Entries provided >>
****************
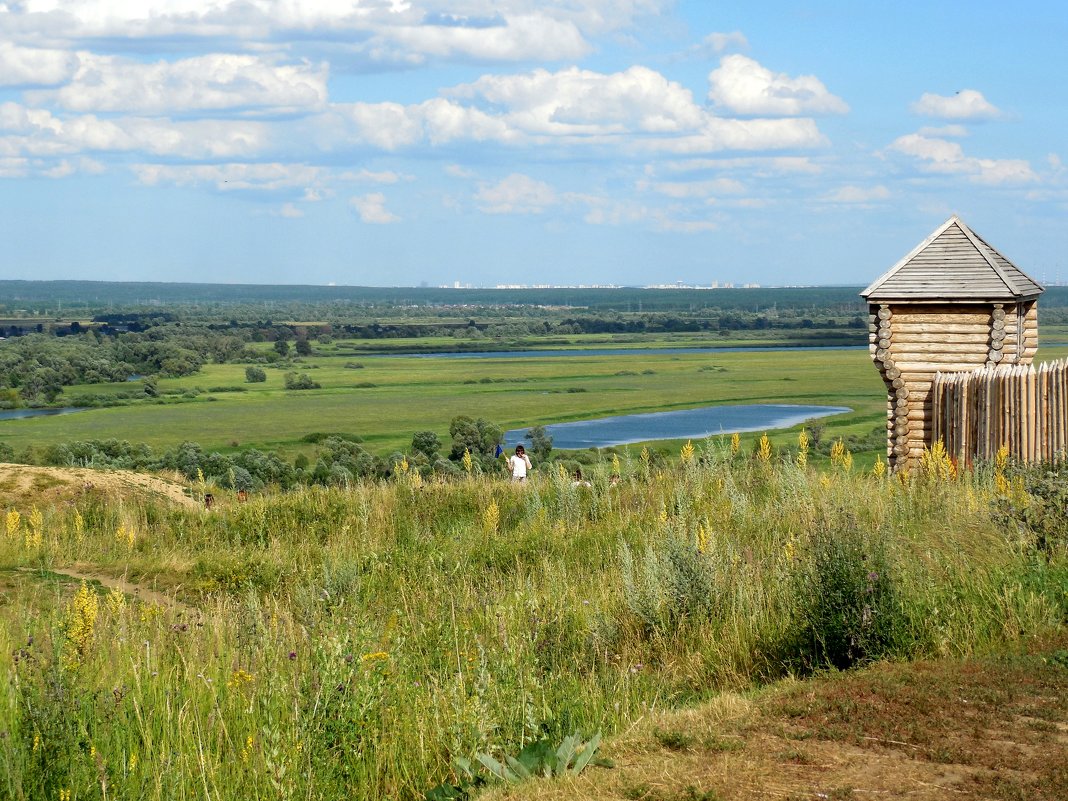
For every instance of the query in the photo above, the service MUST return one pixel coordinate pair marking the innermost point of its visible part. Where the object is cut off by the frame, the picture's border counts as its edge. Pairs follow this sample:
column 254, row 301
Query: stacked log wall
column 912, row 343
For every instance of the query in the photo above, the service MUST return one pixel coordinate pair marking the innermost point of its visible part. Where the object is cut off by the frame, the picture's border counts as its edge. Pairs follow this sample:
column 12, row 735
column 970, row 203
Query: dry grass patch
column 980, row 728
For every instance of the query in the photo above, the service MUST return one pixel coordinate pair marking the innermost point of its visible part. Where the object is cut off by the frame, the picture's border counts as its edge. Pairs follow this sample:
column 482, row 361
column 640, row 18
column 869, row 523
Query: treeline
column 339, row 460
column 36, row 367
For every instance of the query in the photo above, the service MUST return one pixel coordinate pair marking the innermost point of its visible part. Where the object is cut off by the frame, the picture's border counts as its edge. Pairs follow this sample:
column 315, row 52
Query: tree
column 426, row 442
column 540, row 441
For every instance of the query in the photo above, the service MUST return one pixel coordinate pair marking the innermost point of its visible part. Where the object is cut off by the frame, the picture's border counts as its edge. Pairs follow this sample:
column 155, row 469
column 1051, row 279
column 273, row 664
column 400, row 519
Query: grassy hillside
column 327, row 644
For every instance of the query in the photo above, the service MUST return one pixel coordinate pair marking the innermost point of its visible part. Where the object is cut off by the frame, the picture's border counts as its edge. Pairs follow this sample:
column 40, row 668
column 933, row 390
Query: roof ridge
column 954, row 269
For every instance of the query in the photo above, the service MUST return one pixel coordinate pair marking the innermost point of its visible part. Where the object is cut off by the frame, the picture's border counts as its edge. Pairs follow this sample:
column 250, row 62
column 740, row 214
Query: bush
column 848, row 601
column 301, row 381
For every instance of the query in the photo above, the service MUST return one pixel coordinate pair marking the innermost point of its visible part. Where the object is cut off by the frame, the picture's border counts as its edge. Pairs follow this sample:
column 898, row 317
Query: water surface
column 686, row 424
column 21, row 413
****************
What you will do >>
Render everything from the start of the listing down through the line containing "column 912, row 343", both ends included, as a Markdown table with the columns n and Line: one row per line, numbered in order, with blank lines left out. Leave the pictures out of the table.

Answer to the exercise >>
| n | Line |
|---|---|
| 1 | For every instance of the query in the photo above, the service MUST return one pixel coordinate pair marking the innermost point of its visible part. Where the object is cut off by the frame, the picture's border counts as its edge. Pairs follow this sample: |
| 2 | column 254, row 301 |
| 3 | Query: stacked log wall |
| 4 | column 912, row 343 |